La situación no es para menos. Comienzos de 1429. Tenemos a los husitas contra católicos, pero eso también supone a los checos de Bohemia contra los alemanes del Sacro Imperio, a eslavos contra germanos, si sumamos a Polonia. A la propia situación de Polonia, con los partidarios de la secesión de Lituania para erigirse en reino propio frente a quienes quieren mantener la unión. Al reparto de Silesia, campo de batalla de los principales bandos y objeto de disputa. A los conflictos internos de cada bando, con sus facciones, sus líderes ambiciosos, sus alianzas y traiciones.
Vamos, un pifostio de la leche.

■ **Listado de registros**:
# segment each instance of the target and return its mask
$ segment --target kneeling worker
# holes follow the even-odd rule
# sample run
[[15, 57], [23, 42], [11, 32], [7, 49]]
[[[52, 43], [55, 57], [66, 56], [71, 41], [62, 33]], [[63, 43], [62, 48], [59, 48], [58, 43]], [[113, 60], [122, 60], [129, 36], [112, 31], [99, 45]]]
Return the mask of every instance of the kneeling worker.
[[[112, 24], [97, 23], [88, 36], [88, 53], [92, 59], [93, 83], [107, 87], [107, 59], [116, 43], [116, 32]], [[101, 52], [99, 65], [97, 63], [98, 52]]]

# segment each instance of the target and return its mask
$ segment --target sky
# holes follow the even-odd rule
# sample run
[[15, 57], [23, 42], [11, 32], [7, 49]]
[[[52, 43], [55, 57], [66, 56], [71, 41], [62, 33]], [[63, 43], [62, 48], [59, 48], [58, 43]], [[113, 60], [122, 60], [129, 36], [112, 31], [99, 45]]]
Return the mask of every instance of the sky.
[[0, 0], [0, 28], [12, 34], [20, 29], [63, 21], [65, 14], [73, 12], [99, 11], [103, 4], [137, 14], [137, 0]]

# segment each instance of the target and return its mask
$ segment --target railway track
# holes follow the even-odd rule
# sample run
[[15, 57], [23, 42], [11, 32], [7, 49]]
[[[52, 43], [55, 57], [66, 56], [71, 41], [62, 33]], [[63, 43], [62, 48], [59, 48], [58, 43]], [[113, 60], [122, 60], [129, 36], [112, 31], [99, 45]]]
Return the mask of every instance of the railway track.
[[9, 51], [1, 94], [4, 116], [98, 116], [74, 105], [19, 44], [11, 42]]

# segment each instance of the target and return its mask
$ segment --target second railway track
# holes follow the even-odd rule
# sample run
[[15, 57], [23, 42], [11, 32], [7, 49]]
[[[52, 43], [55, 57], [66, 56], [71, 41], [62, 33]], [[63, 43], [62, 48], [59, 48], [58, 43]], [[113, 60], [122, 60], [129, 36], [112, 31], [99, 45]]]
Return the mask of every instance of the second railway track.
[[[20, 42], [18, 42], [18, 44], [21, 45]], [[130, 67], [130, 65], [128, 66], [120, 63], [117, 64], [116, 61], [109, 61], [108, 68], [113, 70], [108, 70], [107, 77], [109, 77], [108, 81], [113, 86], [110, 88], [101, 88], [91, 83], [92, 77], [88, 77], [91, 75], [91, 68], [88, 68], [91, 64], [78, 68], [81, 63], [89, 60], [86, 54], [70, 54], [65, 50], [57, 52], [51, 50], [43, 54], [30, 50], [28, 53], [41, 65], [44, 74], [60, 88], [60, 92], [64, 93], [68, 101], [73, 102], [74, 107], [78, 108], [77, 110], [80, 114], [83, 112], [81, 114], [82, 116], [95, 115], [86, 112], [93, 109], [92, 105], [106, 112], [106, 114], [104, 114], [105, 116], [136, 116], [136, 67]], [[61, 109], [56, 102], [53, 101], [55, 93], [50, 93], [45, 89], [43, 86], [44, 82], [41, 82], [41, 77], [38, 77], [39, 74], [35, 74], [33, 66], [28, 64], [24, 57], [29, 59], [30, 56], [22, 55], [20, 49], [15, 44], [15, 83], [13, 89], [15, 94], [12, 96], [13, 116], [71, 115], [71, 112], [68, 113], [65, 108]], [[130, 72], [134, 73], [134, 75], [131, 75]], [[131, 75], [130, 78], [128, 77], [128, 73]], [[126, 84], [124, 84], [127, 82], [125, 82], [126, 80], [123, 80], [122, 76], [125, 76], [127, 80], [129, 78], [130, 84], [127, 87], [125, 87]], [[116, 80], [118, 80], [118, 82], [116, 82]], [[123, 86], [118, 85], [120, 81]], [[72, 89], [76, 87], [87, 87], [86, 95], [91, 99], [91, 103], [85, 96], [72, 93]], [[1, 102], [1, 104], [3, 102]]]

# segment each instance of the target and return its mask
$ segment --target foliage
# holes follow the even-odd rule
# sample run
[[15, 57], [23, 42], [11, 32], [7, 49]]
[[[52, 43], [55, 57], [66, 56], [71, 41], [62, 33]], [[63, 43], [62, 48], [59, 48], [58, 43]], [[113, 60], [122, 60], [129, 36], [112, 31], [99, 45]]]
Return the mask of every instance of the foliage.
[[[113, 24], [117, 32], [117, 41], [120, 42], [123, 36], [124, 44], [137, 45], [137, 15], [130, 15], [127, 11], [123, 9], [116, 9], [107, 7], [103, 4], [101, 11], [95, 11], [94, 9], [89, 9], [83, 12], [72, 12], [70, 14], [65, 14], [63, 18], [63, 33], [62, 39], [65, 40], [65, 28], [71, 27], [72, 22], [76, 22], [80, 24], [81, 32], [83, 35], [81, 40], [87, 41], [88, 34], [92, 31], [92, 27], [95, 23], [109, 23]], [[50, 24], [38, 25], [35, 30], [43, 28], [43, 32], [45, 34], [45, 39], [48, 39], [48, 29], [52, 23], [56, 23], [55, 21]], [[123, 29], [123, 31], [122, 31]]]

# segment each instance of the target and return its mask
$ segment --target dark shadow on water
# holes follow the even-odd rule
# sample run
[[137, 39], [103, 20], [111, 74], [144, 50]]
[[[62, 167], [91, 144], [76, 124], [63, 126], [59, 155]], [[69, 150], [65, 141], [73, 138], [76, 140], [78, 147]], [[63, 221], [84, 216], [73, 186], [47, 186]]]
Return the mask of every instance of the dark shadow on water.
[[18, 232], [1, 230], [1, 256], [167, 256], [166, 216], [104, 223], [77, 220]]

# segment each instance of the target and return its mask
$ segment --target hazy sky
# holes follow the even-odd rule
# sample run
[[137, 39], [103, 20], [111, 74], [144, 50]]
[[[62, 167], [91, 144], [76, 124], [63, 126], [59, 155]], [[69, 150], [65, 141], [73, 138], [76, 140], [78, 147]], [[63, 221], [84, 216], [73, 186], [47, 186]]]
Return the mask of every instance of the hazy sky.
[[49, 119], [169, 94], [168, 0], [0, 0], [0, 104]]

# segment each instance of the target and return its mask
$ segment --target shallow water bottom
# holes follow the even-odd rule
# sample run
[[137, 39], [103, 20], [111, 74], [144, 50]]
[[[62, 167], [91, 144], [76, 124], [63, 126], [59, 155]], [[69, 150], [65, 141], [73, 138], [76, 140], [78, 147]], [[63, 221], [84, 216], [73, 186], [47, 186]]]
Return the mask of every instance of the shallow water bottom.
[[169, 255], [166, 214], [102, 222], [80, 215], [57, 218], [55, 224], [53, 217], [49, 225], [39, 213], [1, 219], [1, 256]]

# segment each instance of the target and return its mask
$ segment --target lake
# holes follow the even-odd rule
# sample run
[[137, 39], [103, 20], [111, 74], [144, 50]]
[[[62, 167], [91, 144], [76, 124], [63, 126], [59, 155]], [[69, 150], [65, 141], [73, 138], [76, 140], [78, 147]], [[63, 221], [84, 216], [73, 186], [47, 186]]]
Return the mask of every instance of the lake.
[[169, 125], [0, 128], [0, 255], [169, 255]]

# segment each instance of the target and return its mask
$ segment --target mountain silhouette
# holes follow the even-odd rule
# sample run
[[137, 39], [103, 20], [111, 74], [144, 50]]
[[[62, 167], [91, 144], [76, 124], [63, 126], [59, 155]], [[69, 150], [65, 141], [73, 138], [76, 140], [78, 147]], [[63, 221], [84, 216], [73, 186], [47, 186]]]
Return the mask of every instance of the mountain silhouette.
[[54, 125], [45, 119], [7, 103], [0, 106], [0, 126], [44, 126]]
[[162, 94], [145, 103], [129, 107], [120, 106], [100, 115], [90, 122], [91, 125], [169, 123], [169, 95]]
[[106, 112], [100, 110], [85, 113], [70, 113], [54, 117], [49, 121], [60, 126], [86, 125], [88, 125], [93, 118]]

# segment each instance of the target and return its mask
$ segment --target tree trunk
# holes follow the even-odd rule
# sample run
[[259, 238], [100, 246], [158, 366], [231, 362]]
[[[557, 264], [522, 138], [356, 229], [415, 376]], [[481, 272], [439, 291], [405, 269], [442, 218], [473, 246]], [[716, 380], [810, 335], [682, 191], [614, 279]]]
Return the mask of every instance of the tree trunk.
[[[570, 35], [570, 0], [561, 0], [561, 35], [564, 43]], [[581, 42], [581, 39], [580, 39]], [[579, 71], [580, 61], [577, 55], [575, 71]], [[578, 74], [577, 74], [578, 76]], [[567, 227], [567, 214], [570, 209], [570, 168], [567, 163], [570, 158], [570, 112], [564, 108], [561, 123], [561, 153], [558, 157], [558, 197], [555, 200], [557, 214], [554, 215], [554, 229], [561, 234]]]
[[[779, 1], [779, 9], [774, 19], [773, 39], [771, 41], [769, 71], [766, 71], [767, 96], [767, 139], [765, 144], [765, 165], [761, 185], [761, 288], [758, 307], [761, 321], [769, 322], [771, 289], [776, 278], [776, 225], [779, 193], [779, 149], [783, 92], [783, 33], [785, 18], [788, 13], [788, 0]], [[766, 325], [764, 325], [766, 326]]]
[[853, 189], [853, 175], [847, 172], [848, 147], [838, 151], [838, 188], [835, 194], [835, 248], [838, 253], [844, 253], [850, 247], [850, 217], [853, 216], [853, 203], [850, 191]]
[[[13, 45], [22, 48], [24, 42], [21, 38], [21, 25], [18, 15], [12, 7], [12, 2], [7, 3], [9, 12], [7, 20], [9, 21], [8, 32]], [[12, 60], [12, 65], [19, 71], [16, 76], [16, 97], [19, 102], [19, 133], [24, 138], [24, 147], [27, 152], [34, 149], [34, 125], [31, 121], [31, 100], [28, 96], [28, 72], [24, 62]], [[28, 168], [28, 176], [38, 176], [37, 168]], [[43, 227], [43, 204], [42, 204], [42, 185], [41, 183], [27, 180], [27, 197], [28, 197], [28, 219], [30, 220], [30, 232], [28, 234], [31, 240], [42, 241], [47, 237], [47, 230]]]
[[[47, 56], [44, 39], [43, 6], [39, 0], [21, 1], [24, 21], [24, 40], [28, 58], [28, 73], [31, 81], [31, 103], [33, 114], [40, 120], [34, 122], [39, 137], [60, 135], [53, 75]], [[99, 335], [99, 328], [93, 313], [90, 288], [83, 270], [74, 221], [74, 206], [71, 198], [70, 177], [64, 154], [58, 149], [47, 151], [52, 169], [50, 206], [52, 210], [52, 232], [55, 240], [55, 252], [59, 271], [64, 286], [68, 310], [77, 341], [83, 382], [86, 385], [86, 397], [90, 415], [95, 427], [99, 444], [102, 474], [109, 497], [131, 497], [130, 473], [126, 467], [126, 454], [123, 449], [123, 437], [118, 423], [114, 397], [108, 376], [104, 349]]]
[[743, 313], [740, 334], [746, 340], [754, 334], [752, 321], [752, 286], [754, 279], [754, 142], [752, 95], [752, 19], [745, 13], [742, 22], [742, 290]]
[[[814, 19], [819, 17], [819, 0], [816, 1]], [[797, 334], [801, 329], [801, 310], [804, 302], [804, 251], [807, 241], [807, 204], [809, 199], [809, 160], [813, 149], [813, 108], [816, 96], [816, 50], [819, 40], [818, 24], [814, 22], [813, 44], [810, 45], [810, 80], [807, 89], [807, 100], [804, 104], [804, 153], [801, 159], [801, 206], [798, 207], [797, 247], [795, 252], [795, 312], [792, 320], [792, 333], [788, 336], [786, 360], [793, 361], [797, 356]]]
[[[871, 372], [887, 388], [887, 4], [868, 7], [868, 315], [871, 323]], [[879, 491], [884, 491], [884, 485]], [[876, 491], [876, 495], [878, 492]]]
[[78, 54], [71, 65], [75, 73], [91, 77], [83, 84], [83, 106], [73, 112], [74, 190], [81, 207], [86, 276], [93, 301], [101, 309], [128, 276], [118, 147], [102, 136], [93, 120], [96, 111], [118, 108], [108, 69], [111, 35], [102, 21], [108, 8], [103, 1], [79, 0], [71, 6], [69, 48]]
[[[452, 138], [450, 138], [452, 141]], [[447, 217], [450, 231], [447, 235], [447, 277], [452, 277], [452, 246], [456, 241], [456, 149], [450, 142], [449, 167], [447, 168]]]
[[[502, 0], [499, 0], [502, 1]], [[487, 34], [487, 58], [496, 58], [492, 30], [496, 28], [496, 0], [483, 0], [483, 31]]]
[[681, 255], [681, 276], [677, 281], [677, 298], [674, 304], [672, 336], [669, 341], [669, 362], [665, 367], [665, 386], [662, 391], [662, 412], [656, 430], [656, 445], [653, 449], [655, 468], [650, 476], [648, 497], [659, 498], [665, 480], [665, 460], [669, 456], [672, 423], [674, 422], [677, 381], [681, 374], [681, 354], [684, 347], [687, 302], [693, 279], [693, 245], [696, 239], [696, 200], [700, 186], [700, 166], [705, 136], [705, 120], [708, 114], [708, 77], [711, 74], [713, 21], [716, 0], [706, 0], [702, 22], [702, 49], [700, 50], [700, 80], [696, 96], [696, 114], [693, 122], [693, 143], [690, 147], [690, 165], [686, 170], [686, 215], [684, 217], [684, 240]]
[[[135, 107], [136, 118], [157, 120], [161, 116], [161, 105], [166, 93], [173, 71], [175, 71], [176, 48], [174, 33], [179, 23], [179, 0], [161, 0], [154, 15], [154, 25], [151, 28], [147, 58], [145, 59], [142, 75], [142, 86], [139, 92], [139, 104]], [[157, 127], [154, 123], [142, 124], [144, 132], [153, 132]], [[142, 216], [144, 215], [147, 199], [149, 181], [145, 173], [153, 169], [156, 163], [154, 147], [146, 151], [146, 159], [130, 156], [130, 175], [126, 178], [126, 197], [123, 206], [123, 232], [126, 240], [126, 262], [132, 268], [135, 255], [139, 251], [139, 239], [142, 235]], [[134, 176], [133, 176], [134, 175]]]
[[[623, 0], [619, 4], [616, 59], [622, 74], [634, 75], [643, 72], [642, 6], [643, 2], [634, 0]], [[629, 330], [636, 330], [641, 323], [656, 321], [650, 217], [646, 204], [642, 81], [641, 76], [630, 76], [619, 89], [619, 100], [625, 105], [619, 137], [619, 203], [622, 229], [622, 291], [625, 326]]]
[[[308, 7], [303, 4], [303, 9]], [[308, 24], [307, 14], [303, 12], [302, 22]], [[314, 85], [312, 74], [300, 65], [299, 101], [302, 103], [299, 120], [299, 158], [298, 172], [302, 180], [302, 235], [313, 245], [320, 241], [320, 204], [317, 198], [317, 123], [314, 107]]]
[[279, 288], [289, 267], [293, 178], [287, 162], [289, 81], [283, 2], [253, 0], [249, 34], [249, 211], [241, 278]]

■ **Tarea A**:
Responde a estas preguntas sobre el fragmento con lo que dice el propio texto:
(i) ¿En qué momento sitúa el fragmento la situación que describe?
(ii) ¿Qué territorio se presenta como campo de batalla de los principales bandos y objeto de disputa?
(iii) ¿Qué pretenden los partidarios de la secesión de Lituania?
■ **Tarea B**: Transcribe del fragmento, sin cambiar nada, todo lo que va desde "La situación no" hasta "alianzas y traiciones.".
■ **Tarea C**:
Indica si cada afirmación concuerda con el fragmento y responde sí o no, citando las palabras del texto que lo deciden:
(i) Los hechos se sitúan a comienzos de 1429.
(ii) En Polonia todos quieren mantener la unión con Lituania.
(iii) Cada bando tiene conflictos internos.

■ **Respuesta escrita A**:
(i) A comienzos de 1429.
(ii) Silesia.
(iii) Erigirse en reino propio.

■ **Respuesta escrita B**:
La situación no es para menos. Comienzos de 1429. Tenemos a los husitas contra católicos, pero eso también supone a los checos de Bohemia contra los alemanes del Sacro Imperio, a eslavos contra germanos, si sumamos a Polonia. A la propia situación de Polonia, con los partidarios de la secesión de Lituania para erigirse en reino propio frente a quienes quieren mantener la unión. Al reparto de Silesia, campo de batalla de los principales bandos y objeto de disputa. A los conflictos internos de cada bando, con sus facciones, sus líderes ambiciosos, sus alianzas y traiciones.

■ **Respuesta escrita C**:
(i) Sí: "Comienzos de 1429."
(ii) No: "con los partidarios de la secesión de Lituania para erigirse en reino propio frente a quienes quieren mantener la unión"
(iii) Sí: "A los conflictos internos de cada bando, con sus facciones, sus líderes ambiciosos, sus alianzas y traiciones."